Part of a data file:
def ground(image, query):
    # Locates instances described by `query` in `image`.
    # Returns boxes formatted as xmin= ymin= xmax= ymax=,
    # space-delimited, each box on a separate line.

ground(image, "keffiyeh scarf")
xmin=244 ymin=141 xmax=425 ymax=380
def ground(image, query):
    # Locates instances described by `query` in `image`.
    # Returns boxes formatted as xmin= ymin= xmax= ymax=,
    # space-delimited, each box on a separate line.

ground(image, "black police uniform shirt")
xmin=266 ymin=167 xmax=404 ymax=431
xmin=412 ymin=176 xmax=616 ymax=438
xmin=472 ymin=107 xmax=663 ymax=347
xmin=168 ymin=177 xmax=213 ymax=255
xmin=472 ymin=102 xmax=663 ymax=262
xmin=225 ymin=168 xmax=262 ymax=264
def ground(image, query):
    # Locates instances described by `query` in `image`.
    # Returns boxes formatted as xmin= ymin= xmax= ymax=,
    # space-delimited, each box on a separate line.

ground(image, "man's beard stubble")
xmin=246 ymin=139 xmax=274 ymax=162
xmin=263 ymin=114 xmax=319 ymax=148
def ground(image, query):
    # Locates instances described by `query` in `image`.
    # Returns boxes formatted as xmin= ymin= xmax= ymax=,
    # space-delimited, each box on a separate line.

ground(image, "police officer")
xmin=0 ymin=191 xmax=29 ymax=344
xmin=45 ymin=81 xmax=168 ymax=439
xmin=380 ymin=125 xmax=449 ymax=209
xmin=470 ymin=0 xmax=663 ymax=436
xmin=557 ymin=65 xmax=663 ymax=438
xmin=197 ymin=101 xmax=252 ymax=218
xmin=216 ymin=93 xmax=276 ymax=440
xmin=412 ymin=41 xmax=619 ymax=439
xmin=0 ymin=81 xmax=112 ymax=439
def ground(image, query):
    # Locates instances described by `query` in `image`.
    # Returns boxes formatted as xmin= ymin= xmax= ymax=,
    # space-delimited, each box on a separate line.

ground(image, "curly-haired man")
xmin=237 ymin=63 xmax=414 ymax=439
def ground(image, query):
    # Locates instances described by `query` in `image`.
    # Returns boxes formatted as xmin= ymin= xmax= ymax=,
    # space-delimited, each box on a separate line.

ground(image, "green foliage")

### Stated exercise
Rewrite every line of the data above as a JSON list of strings, one string per line, omitting blank lines.

### Finished exercise
[
  "def ground(image, query):",
  "    # Locates instances described by `query` in `image`.",
  "    # Returns boxes formatted as xmin= ymin= xmax= ymax=,",
  "    # space-delimited, each box on a separate line.",
  "ground(image, \"keffiyeh scarf\")",
  "xmin=244 ymin=141 xmax=425 ymax=380",
  "def ground(image, query):",
  "    # Locates instances described by `query` in `image`.",
  "    # Returns boxes formatted as xmin= ymin= xmax= ymax=,",
  "    # space-delimited, each box on a separate line.",
  "ground(image, \"black police uniform shirt\")",
  "xmin=266 ymin=167 xmax=404 ymax=431",
  "xmin=412 ymin=176 xmax=616 ymax=438",
  "xmin=472 ymin=107 xmax=663 ymax=347",
  "xmin=168 ymin=177 xmax=213 ymax=255",
  "xmin=472 ymin=102 xmax=663 ymax=262",
  "xmin=225 ymin=168 xmax=262 ymax=264",
  "def ground(image, query):",
  "    # Locates instances described by `query` in `image`.",
  "    # Returns boxes formatted as xmin= ymin= xmax= ymax=,",
  "    # space-delimited, each box on a separate line.",
  "ground(image, \"man's beard stubble\")",
  "xmin=246 ymin=139 xmax=274 ymax=162",
  "xmin=263 ymin=114 xmax=319 ymax=148",
  "def ground(image, query):",
  "    # Locates instances described by `query` in `image`.",
  "    # Returns boxes formatted as xmin= ymin= xmax= ymax=,",
  "    # space-delimited, each box on a separate line.",
  "ground(image, \"police officer\")",
  "xmin=0 ymin=191 xmax=29 ymax=344",
  "xmin=45 ymin=81 xmax=168 ymax=439",
  "xmin=380 ymin=125 xmax=449 ymax=209",
  "xmin=470 ymin=0 xmax=663 ymax=436",
  "xmin=557 ymin=65 xmax=663 ymax=438",
  "xmin=197 ymin=101 xmax=252 ymax=218",
  "xmin=216 ymin=93 xmax=276 ymax=440",
  "xmin=412 ymin=41 xmax=619 ymax=439",
  "xmin=0 ymin=81 xmax=112 ymax=439",
  "def ground(image, query):",
  "    # Locates instances described by `query` in `image`.",
  "    # Returns boxes formatted as xmin= ymin= xmax= ymax=,",
  "    # space-delimited, each box on a separate line.",
  "ground(image, \"curly-haired man\")",
  "xmin=237 ymin=63 xmax=414 ymax=439",
  "def ground(image, query):",
  "    # Locates instances described by `query` in `image`.",
  "    # Returns boxes formatted as xmin= ymin= xmax= ymax=,",
  "    # space-delimited, each box on a separate line.",
  "ground(image, \"green foliage\")"
]